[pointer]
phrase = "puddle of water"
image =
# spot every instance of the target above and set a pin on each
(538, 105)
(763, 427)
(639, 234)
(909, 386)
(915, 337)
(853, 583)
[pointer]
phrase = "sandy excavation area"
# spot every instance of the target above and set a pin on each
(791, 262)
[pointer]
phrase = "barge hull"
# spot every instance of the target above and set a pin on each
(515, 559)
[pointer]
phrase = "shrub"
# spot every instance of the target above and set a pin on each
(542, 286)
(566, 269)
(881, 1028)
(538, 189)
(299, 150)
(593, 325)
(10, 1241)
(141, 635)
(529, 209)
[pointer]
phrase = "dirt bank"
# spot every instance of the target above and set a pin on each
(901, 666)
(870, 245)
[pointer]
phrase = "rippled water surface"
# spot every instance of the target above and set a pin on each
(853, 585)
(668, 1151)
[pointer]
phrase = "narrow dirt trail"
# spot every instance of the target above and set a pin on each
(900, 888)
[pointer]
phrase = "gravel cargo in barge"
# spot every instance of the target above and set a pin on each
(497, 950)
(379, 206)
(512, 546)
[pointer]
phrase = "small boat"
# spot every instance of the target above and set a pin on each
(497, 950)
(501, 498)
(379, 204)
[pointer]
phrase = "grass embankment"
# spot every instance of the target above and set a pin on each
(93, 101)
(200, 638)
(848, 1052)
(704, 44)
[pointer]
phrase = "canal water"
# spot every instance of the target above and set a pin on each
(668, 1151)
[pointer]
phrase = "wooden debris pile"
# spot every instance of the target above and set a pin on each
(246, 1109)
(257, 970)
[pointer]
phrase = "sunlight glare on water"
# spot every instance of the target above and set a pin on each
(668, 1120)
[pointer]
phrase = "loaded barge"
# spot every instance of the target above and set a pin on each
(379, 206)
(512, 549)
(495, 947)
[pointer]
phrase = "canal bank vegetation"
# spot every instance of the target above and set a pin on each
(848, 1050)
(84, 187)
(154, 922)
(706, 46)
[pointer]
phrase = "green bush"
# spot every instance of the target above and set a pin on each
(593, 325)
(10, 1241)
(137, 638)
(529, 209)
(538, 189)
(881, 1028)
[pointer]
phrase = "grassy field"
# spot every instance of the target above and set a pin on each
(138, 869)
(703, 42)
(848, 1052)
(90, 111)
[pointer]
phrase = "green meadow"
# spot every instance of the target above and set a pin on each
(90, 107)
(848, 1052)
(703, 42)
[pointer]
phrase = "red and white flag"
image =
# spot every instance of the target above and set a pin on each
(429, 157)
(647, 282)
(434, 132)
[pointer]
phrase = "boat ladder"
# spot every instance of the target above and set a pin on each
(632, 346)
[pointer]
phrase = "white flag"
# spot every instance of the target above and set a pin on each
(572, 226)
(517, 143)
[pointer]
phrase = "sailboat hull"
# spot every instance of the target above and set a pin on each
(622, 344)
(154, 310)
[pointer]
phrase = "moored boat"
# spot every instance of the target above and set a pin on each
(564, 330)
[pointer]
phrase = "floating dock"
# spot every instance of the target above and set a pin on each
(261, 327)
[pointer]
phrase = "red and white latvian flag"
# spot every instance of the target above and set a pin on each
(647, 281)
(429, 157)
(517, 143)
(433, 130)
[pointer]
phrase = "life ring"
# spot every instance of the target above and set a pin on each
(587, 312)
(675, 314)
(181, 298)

- [EXERCISE OBJECTIVE] Filter the entries above down to the lines containing the word "flag".

- [YOUR SOLUTION]
phrase = "red and white flag"
phrase = "white flag"
phrase = "red and white latvian flag"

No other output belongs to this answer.